#### [The problem]
Write the entries out again in full and unchanged, dropping every image.

#### [Records provided]
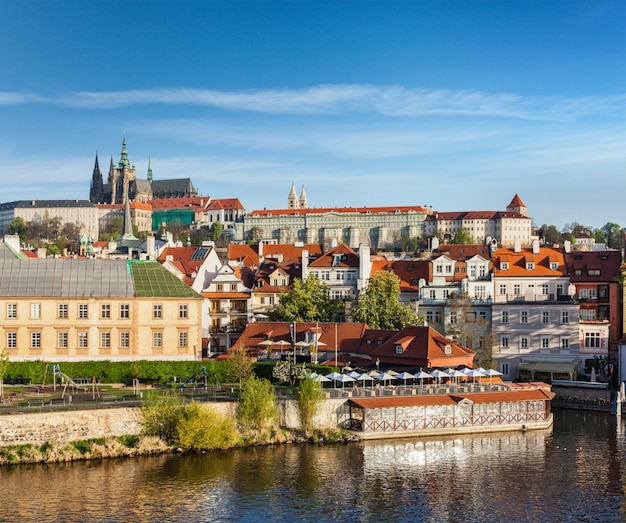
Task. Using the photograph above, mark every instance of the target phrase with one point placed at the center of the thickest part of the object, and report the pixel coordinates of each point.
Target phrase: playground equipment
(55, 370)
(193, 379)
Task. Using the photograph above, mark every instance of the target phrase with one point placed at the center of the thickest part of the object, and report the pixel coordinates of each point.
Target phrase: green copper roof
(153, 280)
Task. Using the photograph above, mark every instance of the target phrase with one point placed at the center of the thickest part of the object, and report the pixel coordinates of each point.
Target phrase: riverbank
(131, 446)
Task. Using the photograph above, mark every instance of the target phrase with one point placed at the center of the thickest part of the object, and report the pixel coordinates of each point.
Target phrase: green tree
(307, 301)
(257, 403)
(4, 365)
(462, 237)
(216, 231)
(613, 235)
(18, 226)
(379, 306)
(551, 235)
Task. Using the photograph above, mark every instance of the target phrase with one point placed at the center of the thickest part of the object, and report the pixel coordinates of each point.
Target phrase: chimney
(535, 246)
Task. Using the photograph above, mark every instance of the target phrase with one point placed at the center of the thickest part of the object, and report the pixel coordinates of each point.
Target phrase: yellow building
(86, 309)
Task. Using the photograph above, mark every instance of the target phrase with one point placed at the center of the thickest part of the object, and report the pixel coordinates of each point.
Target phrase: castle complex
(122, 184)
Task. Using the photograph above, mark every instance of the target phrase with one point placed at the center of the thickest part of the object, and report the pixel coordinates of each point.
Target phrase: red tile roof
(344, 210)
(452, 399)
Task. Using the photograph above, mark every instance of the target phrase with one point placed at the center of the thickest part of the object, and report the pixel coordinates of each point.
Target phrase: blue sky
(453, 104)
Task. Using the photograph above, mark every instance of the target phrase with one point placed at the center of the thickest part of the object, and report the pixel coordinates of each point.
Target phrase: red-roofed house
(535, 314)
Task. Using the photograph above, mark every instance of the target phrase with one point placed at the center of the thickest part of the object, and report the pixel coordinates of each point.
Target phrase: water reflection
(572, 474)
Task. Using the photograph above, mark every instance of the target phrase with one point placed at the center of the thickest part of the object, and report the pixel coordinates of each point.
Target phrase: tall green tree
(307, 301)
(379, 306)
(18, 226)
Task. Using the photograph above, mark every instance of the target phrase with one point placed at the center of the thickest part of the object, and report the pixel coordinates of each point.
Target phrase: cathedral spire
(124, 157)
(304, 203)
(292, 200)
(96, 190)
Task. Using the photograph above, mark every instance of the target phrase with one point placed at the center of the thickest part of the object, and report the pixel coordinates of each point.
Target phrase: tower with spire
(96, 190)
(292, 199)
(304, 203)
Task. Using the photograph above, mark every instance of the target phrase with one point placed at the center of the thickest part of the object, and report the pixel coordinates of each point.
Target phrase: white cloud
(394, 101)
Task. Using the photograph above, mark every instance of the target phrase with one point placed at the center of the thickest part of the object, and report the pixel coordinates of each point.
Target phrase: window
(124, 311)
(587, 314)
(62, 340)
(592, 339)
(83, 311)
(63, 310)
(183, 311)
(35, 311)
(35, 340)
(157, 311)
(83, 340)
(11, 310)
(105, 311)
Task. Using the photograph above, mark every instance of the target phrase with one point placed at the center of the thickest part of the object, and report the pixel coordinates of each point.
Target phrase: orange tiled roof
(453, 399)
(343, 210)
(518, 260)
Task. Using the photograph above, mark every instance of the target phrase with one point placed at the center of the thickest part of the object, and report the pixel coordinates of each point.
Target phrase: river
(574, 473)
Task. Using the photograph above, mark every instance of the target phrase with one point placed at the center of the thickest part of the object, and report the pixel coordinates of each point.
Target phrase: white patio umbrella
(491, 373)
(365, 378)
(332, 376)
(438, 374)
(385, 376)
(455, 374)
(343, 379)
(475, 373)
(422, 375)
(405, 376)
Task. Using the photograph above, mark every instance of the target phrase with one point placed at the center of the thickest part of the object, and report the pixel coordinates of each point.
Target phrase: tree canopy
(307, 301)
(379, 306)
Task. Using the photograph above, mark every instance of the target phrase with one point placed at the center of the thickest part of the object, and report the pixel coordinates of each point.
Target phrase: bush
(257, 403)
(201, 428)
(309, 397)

#### [Your response]
Task. Using the photograph above, mark every instance of the target phrase with one point placed at the center of the thickest part of the object, and report the pixel coordinates of each point.
Target phrase: playground equipment
(55, 370)
(193, 379)
Task. Using the photograph above, mark every instance of the target phrase with one point placed at the center of the thickest part of the object, and report the pixel coordinates of each point.
Target phrase: green copper roof
(153, 280)
Task. Using the photograph above, mark every instance of the target phrase with one point placed at the center of the thickest part of the object, and report the pixel coordinates of each point.
Target phrase: riverbank
(131, 446)
Task. Using the photograph above, mark every instance of the target phrase with one point placed at the center of the thickest part of the object, and report the pixel coordinates of each point.
Target phrase: green tree
(307, 301)
(257, 403)
(4, 365)
(462, 237)
(216, 231)
(613, 235)
(18, 226)
(379, 306)
(551, 235)
Task. Using the photograph above, mark every instance of the target phrase with one point placed at the center of the thickest part of the object, and report the pixel coordinates of each point.
Target phrase: chimney
(535, 246)
Task. Using the photograph above, mark every instance of the target phrase with one point placed at the center of the thickest part of the object, and report the pixel coordinates of each point.
Target phrase: yellow building
(86, 309)
Task. Using the photograph above, mark every instance of the target phrase with one point placed at the center of the thickest part of the object, and report the pixel coordinates of each point.
Target phrase: castle complex
(122, 184)
Task. Using the photograph above, mark every instance of the target phrase with one point placed at the center of the thickest part of the object, and report the pixel coordinates of each point.
Target phrase: red tile roof
(344, 210)
(452, 399)
Task. Using the photograph above, mark every instance of the target phrase with one point placed at the center of the thickest part of the object, and report the pixel coordinates of each point.
Target phrase: blue sky
(453, 104)
Task. Using the photograph above, mark every instance of the target phrase with one point placed at the center of the thickest part of the object, and report the pixel coordinates of each point.
Target phrase: red-roofed house
(535, 314)
Task. Using the photograph above, mark every instance of the target phrase with one point placed at the center of the thickest part of the object, and report the pixel coordinates of each point.
Target phrase: water reflection
(572, 474)
Task. Using the photograph above, mark every instance of the target phrase with one point placed at the center of the thickest part of the object, and report the pixel coordinates of each point.
Target phrase: tall green tree
(307, 301)
(379, 306)
(18, 226)
Task. Using the photograph above, mark every instance of the target phrase with one point placed at the center of the thickest part of the object, and report the pixel coordinates of each point.
Target phrase: cathedral spire
(124, 157)
(304, 203)
(292, 200)
(96, 190)
Task. Using the photograph above, mark every instance of the target phrase with one point placed at the center of the thickest part of the object, and report the pixel coordinates of each point.
Target phrase: tower with spire
(96, 190)
(292, 199)
(304, 203)
Task. Using the photograph above, mark every instance of the target phrase with one point placed at the center of the thickest part of the object, and report the pixel coordinates of each point.
Target phrase: white cloud
(394, 101)
Task. Using the photograph above, mark every instance of the target phrase with one point placed at the center of the thickest part of the object, and report the pixel coordinates of each point.
Target phrase: window
(124, 311)
(587, 314)
(62, 340)
(592, 339)
(83, 311)
(63, 310)
(183, 311)
(35, 311)
(35, 340)
(157, 311)
(83, 340)
(11, 310)
(105, 311)
Task. Using the photograph above, mark every instance of the target phrase with one point placed at the center of the thickest part of the object, and report the pixel coordinates of each point.
Target phrase: orange tiled roof
(453, 399)
(343, 210)
(518, 260)
Task. Using the photograph above, mark every instance of the target phrase with one point placed at the center of the thickest part of the object, and report the pixel coordinates of each point.
Target phrase: river
(574, 473)
Task. Using the photograph above, mark every instance of the target phrase with one point placed at the center of the thickest part of the object, and report the pixel coordinates of each point.
Target phrase: white patio umbrella
(491, 373)
(365, 378)
(332, 376)
(438, 374)
(385, 376)
(455, 374)
(343, 379)
(475, 373)
(422, 375)
(405, 376)
Task. Using the photograph above, mark every instance of the target phrase with one point placed at the center of the thickest part of the object, and report the pixel coordinates of each point.
Target phrase: tree canopy
(307, 301)
(379, 306)
Task. Using the photograph above, mark every instance of the target phrase with one point placed at the center of the thickest part of the object, and report the pixel coordinates of each point.
Target phrase: bush
(257, 403)
(201, 428)
(309, 397)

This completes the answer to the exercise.